Enfin, une réduction du temps de travail sans diminution de salaire (pour tous les travailleurs gagnant moins d'une fois et demie le salaire moyen) correspond à un acroissement du coût du travail. Or les entreprises ne peuvent accorder des augmentations de salaires que dans la mesure où des gains de productivité sont réalisés.

Cette initiative anticipe des augmentations futures de productivité pour les entreprises sans qu'elles puissent être assurées de pouvoir réellement les réaliser. Elle risque d'introduire une rigidité dans la fixation des salaires, qui devrait, au contraire, rester flexible et en phase avec l'évolution de la situation économique.

5.3.3

Effets sur l'emploi et le chômage

5.3.3.1

Effets sur l'emploi

Des économistes de différents pays européens (notamment en France et en Belgique) ont tenté d'évaluer les effets d'une réduction générale du temps de travail sur l'emploi (aucune étude n'a été réalisée en Suisse). Ces études arrivent à des conclusions contrastées, qui dépendent grandement des hypothèses retenues. Il est en effet extrêmement difficile de prendre en compte l'ensemble des réactions des entreprises et des travailleurs. Globalement, ces modèles arrivent à la conclusion que les créations d'emplois sont inférieures aux prévisions. Ces résultats s'expliquent par les raisons invoquées plus haut. Il convient en outre de relever que certaines activités sont plus aisément divisibles que d'autres. Seules des activités répétitives et simples à réaliser peuvent être facilement divisées. Pour qu'une mesure globale de réduction du temps de travail provoque une forte augmentation de l'emploi, il faut également que les entreprises concernées soient suffisamment grandes. La réduction individuelle du temps de travail de plusieurs employés doit permettre de créer une place de travail. Ces deux conditions ne sont pas remplies très couramment dans 3801

l'économie suisse. A cela s'ajoute le fait que la réduction progressive du temps de travail, telle qu'elle est prévue dans l'initiative, n'aura qu'un effet limité, la modification par petits pas de la durée du travail pouvant en partie être compensée par une augmentation de la productivité ou par des mesures organisationnelles. Ce n'est que sur les emplois exigeant un temps de présence déterminé que la réduction du temps de travail individuel aura un effet immédiat. Mais ces postes sont généralement l'exception.

MATÉRIEL FOURNI:
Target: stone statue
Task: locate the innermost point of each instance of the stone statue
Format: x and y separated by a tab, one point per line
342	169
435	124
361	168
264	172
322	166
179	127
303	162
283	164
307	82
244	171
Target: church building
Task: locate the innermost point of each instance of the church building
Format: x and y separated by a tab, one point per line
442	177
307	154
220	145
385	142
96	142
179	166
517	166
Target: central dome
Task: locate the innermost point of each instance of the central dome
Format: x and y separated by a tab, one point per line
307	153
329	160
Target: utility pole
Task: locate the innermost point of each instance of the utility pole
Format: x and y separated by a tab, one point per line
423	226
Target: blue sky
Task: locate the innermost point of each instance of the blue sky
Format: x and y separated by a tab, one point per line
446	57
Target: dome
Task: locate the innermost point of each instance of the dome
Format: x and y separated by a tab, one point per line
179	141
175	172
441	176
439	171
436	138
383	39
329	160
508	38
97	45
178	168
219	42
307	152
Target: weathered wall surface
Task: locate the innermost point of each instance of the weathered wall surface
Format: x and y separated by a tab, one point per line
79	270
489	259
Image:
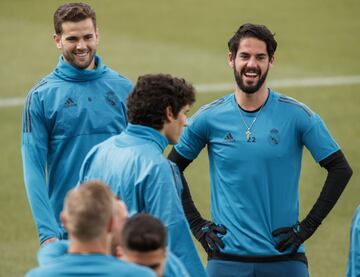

CONSIGNE:
Pouvez-vous poursuivre l'extrait sur la réduction du temps de travail à partir de sa dernière phrase, en gardant le même ton ?

RÉPONSE:
La situation financière tendue des administrations publiques fait qu'on peut s'attendre à ce que la réduction de la durée du travail produise dans le secteur public les mêmes effets que dans le privé. Il n'est pas raisonnable d'attendre de l'administration qu'elle joue le rôle de précurseur dans ce domaine, et qu'elle compense pleinement les réductions de la durée du travail par la création de places de travail.

Il n'existe pas, à l'heure actuelle, de méthode fiable pour mesurer l'efficacité en termes d'emploi d'une réduction de la durée du travail, raison pour laquelle nous renonçons ici à faire ce calcul. On peut toutefois douter qu'une diminution du temps de travail hebdomadaire à 36 heures permette de créer 250 000 emplois, comme l'affirme l'USS.

Les auteurs de l'initiative demandent que la Confédération fournisse une aide financière d'une durée limitée aux entreprises qui réduisent non pas progressivement mais pratiquement en une seule fois la durée du travail (réduction de la durée du travail d'au moins dix % en un an) tout en créant ou en maintenant des postes. Des objectifs similaires sont poursuivis par l'article sur les essais-pilotes de la LACI (art. 110a LACI), grâce auquel de nouveaux instruments peuvent être testés pour maintenir ou créer des places de travail, moyennant une flexibilisation de la durée du travail. La condition préalable de ce financement est, d'une part, qu'un assainissement structurel ne soit pas entravé, l'impact de celui-ci pouvant être amorti, et d'autre part, que les emplois concernés aient un rapport direct avec le chômage, à savoir que ces emplois préviennent des licenciements ou qu'ils soient occupés par des chômeurs.

5.3.3.2

Effets sur le chômage

L'initiative de l'USS s'inscrit dans le contexte de la lutte contre un chômage élevé.

La réduction de la durée du travail doit permettre de créer de nouveaux emplois ou du moins de ne pas en supprimer. La situation a beaucoup changé sur le marché du travail depuis le lancement de cette initiative: le nombre des demandeurs d'emploi et des chômeurs a sensiblement diminué. On s'attend pour l'an 2000 à une croissance économique qui ne sera pas sans effet sur le marché du travail: le chômage en Suisse devrait continuer de reculer. Malgré cet avenir prometteur, il convient de se demander si le problème du chômage peut être résolu par une réduction de la durée du travail.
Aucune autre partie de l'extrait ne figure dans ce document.